Written exercise:
Pull out every line of the material below that contains the word "engraving", and copy each one in full.

Given records:
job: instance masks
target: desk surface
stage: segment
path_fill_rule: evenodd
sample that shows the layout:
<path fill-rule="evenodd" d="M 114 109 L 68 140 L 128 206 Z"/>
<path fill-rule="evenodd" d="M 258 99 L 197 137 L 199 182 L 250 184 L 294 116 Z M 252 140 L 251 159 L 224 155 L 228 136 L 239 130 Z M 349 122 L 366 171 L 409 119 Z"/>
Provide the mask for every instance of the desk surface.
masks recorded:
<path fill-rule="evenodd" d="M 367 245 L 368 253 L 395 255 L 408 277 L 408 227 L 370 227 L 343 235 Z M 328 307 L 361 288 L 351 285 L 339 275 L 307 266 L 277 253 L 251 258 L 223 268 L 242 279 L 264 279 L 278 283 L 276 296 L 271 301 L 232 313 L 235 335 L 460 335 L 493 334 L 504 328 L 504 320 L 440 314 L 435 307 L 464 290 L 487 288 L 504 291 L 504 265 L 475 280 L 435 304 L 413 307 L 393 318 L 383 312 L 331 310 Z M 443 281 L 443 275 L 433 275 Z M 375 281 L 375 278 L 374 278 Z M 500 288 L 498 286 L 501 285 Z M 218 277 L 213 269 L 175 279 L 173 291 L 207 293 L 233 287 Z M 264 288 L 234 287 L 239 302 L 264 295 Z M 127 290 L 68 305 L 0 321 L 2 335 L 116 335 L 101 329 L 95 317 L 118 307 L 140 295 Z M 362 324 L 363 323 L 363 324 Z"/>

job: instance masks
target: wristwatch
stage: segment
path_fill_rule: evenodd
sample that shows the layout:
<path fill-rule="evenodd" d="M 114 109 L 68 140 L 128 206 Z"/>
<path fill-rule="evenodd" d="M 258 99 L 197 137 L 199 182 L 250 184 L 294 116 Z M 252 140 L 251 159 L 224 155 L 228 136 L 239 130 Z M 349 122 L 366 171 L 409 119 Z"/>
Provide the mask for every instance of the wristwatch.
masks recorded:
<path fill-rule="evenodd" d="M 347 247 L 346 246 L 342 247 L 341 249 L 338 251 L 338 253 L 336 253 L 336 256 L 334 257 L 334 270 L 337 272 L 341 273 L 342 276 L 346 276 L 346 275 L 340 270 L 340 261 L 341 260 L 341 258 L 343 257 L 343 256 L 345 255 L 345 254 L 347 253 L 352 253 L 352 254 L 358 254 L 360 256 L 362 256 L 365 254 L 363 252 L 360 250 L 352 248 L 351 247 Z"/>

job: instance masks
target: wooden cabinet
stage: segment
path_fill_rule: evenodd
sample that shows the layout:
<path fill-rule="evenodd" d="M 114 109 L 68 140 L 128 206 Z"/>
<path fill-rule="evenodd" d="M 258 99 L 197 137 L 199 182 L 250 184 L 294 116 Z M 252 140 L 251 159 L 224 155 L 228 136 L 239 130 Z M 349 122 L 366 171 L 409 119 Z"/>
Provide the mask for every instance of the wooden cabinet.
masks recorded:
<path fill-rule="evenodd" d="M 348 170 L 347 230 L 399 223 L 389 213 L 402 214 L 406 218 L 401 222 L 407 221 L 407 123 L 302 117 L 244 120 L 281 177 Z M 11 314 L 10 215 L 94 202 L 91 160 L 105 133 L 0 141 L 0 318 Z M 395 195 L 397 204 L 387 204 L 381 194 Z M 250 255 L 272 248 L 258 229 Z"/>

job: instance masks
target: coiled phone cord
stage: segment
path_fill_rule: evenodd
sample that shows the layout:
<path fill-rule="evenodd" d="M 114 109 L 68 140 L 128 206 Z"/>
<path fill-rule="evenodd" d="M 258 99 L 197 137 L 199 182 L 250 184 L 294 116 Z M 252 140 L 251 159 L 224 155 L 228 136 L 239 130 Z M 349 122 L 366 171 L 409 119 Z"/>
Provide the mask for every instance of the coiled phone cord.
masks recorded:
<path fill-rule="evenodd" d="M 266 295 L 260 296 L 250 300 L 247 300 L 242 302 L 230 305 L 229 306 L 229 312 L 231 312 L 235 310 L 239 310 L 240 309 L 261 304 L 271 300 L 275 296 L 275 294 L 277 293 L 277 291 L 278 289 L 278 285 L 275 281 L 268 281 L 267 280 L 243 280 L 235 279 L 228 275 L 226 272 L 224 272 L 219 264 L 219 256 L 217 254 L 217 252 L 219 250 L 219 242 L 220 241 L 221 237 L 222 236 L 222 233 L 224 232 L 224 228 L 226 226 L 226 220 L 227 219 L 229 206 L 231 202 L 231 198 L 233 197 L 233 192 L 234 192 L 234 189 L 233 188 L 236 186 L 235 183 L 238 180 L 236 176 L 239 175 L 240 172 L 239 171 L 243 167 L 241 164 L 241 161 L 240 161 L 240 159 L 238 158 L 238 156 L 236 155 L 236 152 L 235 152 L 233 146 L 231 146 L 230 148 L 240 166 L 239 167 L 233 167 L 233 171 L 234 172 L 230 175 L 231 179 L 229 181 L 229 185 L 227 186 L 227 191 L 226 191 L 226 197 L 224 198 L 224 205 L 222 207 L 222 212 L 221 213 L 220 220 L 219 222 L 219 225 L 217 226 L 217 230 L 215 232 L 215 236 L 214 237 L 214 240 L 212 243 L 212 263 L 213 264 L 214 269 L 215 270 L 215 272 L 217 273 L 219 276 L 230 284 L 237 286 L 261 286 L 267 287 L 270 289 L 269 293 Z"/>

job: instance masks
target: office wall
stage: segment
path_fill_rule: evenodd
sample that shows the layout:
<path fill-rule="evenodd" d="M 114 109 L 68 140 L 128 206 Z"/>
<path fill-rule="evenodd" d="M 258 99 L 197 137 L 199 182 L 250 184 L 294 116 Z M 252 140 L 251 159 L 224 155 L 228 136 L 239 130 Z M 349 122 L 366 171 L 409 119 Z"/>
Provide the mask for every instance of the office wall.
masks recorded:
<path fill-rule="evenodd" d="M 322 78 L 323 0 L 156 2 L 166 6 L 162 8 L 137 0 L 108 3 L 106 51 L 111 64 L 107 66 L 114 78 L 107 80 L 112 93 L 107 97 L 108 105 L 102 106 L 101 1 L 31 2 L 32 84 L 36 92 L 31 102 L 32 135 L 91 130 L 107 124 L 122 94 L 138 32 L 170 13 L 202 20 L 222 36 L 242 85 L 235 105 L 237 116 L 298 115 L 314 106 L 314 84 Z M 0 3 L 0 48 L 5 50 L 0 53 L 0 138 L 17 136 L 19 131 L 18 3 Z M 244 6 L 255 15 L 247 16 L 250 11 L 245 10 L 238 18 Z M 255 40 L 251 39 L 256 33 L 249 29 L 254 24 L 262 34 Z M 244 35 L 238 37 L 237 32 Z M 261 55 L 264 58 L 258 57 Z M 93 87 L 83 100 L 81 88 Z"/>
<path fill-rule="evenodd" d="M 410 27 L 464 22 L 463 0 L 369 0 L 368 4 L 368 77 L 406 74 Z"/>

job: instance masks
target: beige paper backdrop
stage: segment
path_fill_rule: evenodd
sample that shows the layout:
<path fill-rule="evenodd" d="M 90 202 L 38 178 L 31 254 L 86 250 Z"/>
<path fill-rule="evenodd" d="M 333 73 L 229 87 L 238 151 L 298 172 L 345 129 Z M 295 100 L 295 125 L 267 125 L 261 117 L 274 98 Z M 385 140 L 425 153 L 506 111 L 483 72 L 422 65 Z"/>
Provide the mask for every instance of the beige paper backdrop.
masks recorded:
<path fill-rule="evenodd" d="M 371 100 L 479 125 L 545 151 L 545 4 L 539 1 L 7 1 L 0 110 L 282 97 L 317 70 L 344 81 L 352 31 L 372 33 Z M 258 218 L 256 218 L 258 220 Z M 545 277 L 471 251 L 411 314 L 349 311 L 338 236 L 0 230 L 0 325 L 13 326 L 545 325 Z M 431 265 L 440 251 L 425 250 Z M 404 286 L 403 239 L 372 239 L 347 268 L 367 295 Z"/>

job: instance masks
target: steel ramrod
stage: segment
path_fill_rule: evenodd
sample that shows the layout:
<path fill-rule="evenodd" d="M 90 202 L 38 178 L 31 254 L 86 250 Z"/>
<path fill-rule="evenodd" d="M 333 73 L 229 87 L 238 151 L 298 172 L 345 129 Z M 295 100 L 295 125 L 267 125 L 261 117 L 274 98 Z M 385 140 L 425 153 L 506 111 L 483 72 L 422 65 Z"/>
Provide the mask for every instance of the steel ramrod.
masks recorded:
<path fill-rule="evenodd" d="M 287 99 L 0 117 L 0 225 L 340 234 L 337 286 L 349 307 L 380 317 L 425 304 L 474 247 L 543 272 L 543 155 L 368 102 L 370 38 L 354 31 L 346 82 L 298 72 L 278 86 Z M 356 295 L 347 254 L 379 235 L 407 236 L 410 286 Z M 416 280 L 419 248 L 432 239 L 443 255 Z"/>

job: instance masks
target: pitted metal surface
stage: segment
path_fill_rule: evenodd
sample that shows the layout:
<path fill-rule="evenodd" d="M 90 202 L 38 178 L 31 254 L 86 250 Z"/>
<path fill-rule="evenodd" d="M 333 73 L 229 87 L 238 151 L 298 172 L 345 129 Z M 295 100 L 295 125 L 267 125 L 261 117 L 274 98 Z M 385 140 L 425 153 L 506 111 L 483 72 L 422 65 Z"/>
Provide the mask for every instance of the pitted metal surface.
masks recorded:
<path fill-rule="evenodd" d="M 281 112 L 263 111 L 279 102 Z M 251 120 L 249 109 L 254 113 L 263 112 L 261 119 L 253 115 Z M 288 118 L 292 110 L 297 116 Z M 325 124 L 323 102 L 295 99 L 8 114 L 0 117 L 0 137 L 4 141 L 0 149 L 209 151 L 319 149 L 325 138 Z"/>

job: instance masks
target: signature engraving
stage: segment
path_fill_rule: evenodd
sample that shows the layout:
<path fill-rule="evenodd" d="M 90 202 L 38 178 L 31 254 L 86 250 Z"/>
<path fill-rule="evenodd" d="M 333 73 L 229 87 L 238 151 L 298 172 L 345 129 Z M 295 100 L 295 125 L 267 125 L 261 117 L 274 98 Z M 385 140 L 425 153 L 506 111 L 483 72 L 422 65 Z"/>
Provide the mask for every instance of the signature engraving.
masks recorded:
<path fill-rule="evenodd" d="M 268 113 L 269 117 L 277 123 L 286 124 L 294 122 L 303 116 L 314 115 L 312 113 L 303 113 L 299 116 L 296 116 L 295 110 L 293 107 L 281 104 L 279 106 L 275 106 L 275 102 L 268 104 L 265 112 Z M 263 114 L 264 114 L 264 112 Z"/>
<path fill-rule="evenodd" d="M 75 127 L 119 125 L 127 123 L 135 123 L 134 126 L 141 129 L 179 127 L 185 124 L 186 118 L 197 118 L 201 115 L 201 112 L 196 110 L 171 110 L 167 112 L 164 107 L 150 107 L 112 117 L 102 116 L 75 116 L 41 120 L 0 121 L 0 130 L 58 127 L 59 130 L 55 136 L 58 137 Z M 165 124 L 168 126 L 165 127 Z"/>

Task answer:
target: signature engraving
Provide the mask for every instance of the signature engraving.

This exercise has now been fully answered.